• _Records provided_:
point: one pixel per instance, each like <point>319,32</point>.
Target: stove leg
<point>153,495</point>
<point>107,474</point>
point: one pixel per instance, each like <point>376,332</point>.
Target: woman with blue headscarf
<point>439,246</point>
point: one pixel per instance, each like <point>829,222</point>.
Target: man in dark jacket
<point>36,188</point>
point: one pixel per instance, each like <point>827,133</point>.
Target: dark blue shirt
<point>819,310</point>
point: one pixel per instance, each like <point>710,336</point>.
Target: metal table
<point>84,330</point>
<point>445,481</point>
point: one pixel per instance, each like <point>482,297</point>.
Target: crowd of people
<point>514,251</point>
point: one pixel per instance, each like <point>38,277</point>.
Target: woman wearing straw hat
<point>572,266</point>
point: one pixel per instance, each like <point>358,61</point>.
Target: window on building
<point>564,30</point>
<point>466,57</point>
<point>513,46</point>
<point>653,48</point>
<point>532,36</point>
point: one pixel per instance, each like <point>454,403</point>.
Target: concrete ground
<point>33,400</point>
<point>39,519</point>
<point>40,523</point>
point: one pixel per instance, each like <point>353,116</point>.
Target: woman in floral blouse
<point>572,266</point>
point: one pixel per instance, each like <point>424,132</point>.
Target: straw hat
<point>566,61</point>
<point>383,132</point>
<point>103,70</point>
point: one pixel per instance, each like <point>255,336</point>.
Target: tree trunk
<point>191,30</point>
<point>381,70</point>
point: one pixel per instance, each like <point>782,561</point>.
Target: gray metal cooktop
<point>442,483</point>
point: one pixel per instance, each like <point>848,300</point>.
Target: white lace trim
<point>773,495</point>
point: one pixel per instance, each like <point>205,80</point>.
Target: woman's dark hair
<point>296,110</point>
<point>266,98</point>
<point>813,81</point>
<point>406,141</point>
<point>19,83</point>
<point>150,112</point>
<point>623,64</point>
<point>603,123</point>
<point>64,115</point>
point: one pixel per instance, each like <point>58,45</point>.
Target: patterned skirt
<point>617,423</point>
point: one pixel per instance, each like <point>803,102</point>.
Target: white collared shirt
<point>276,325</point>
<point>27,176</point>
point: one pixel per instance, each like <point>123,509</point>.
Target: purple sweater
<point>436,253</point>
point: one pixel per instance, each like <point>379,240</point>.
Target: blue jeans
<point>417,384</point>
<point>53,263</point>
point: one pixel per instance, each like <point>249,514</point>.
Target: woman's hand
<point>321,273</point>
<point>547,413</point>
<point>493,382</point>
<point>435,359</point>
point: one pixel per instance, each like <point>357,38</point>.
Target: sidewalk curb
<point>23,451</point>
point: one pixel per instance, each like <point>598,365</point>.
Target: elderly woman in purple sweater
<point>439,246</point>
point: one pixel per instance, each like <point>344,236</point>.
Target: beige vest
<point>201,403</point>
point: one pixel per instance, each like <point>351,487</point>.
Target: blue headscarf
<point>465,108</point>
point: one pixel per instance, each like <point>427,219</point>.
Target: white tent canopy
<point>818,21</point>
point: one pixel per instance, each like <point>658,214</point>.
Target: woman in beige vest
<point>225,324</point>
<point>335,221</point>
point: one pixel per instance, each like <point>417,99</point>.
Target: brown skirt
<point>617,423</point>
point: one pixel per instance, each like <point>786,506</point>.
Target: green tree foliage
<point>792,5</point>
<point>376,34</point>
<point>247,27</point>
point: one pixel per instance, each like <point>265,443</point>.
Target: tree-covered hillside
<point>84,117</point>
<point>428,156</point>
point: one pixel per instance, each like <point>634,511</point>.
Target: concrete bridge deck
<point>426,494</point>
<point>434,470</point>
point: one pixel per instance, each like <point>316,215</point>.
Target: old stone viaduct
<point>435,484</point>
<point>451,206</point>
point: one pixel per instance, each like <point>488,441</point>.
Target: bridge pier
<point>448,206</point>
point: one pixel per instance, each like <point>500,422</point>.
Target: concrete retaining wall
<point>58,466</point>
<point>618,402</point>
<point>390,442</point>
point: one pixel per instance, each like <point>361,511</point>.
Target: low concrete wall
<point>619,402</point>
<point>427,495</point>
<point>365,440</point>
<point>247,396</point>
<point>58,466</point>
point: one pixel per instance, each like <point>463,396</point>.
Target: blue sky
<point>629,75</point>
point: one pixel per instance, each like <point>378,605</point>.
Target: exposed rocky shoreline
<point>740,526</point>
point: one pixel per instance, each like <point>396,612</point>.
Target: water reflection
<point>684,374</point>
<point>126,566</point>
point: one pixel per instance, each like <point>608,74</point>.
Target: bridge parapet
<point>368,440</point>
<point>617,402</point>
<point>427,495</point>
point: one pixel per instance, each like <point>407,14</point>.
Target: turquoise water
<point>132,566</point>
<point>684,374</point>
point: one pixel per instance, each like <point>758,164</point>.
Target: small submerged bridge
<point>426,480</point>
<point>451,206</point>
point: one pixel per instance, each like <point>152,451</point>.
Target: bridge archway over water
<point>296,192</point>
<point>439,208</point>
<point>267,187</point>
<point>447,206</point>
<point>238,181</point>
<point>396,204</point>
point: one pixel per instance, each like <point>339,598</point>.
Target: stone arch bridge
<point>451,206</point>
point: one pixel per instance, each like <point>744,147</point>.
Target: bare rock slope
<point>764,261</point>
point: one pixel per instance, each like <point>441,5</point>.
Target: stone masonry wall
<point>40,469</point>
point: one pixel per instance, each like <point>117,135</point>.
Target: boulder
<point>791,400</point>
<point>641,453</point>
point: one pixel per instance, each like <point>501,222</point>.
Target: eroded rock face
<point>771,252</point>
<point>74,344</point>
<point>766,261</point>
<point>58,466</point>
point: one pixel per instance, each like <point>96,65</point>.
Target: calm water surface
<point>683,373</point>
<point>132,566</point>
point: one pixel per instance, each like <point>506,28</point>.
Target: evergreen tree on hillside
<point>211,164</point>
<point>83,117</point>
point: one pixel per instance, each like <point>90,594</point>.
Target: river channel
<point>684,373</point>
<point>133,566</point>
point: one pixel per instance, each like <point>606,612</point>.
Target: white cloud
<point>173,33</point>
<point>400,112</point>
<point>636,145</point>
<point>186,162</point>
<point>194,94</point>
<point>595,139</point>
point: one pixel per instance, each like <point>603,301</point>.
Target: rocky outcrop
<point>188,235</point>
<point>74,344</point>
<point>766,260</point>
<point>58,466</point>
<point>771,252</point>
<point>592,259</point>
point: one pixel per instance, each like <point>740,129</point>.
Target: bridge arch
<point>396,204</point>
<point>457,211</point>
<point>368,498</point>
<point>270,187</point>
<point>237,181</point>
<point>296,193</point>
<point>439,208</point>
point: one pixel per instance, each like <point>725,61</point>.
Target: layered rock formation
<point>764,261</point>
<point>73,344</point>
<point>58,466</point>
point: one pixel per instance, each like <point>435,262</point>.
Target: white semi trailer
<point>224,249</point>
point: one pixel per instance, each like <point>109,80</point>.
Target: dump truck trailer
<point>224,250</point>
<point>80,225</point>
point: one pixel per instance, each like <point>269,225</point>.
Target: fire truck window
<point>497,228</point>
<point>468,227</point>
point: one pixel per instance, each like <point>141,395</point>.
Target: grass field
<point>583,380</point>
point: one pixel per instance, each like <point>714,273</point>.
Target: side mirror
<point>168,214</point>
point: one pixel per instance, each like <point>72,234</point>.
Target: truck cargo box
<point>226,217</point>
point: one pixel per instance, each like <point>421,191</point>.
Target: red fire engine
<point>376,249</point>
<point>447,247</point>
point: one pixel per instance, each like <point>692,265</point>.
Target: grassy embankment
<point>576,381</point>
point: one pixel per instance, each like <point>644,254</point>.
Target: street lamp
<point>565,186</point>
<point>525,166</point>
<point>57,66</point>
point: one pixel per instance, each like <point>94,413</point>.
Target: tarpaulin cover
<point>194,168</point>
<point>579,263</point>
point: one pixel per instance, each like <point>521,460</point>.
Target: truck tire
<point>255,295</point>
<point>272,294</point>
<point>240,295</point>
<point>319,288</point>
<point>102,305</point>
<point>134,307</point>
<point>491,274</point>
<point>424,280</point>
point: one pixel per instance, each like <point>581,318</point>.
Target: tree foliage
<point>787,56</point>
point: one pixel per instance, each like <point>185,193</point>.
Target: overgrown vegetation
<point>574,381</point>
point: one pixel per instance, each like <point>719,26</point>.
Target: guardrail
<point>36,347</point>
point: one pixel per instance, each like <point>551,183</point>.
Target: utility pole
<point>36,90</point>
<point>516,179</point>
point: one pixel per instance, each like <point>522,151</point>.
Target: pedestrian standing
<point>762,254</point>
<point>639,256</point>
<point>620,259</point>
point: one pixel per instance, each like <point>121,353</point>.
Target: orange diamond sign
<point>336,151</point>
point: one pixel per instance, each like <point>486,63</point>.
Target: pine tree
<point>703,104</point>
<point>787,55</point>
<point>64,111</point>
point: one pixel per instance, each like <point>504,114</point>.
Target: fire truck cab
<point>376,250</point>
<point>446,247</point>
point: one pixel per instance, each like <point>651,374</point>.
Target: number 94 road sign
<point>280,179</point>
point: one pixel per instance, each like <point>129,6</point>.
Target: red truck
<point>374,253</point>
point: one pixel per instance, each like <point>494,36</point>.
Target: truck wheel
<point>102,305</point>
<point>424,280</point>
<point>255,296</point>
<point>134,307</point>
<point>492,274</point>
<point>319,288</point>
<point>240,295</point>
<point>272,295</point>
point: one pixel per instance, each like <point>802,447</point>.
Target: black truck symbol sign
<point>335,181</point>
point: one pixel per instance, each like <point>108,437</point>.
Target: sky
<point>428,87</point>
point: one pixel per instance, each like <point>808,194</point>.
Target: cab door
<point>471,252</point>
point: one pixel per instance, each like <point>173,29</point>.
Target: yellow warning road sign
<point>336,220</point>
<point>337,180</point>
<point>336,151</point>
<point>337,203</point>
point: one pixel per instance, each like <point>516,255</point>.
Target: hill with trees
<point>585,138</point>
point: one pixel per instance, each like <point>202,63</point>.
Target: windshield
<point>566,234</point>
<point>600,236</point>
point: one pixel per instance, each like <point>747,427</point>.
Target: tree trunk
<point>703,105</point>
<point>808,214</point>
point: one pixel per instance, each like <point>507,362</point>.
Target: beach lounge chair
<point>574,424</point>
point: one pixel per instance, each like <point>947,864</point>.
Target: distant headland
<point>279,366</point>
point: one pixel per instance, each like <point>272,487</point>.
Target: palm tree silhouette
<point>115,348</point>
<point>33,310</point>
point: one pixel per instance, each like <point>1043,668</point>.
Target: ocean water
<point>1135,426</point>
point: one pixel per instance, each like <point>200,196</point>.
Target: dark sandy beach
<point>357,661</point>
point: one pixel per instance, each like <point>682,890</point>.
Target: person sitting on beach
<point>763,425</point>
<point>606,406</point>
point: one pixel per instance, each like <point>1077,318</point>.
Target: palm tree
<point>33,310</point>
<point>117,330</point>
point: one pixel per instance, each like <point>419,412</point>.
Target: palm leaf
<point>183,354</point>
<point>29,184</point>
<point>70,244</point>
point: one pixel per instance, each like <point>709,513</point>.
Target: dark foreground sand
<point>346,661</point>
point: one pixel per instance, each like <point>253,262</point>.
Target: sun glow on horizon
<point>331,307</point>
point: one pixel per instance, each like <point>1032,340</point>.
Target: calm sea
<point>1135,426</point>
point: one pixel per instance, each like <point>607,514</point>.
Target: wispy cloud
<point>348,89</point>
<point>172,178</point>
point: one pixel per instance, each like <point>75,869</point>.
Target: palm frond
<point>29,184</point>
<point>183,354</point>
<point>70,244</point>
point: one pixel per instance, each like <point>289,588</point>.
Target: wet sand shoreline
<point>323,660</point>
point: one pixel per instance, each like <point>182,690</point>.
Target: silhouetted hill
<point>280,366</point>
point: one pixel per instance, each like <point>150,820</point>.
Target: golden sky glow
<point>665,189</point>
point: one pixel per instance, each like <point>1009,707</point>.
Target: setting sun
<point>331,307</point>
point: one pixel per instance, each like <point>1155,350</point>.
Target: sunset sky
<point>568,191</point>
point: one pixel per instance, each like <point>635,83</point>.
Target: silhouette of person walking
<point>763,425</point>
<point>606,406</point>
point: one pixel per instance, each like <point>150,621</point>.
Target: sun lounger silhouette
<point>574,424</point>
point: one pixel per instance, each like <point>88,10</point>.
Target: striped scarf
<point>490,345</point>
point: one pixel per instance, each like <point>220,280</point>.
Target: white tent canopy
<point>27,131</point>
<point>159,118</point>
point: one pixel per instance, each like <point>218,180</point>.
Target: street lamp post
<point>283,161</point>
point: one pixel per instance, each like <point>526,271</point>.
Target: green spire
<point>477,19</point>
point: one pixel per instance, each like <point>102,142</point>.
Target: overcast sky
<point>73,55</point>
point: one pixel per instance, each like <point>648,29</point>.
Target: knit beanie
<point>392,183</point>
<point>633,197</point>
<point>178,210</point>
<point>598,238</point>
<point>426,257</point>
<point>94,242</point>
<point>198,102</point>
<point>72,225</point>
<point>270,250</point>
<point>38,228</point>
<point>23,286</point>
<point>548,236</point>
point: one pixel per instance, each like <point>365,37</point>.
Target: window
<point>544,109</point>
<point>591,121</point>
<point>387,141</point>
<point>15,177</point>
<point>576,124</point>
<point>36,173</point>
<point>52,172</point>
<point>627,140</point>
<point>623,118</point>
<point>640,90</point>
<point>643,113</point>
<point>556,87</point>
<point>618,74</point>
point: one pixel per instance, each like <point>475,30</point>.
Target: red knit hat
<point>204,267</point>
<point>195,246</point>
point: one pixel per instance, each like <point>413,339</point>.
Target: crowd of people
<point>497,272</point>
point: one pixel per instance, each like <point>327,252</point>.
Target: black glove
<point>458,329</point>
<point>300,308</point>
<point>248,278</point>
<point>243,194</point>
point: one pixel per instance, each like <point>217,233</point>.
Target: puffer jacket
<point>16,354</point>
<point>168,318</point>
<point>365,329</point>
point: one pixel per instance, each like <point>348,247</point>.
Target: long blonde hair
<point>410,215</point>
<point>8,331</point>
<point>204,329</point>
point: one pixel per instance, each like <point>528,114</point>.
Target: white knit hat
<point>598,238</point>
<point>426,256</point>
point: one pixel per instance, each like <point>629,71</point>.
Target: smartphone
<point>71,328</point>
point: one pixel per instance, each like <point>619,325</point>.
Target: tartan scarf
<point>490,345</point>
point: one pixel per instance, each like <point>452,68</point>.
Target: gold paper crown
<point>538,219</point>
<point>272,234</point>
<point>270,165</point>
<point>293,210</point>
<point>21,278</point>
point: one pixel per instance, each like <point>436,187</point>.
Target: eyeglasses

• _Exercise_:
Reproduce, character for character, the lines of the records above between the line holding "point: one pixel per instance, each like <point>117,135</point>." and the line holding "<point>595,139</point>", inclusive.

• _Expected answer_:
point: one pixel per instance, each like <point>117,135</point>.
Target: boulder
<point>791,400</point>
<point>641,453</point>
point: one pixel per instance, each like <point>501,222</point>.
Target: eroded rock face
<point>771,252</point>
<point>74,344</point>
<point>766,261</point>
<point>58,466</point>
point: one pixel per instance, each like <point>96,65</point>.
Target: calm water surface
<point>683,373</point>
<point>132,566</point>
point: one pixel per instance, each like <point>506,28</point>.
Target: evergreen tree on hillside
<point>211,164</point>
<point>83,117</point>
point: one pixel per instance, each like <point>90,594</point>.
Target: river channel
<point>684,373</point>
<point>133,566</point>
point: one pixel per instance, each like <point>606,612</point>.
Target: white cloud
<point>173,33</point>
<point>400,112</point>
<point>636,145</point>
<point>186,162</point>
<point>194,94</point>
<point>595,139</point>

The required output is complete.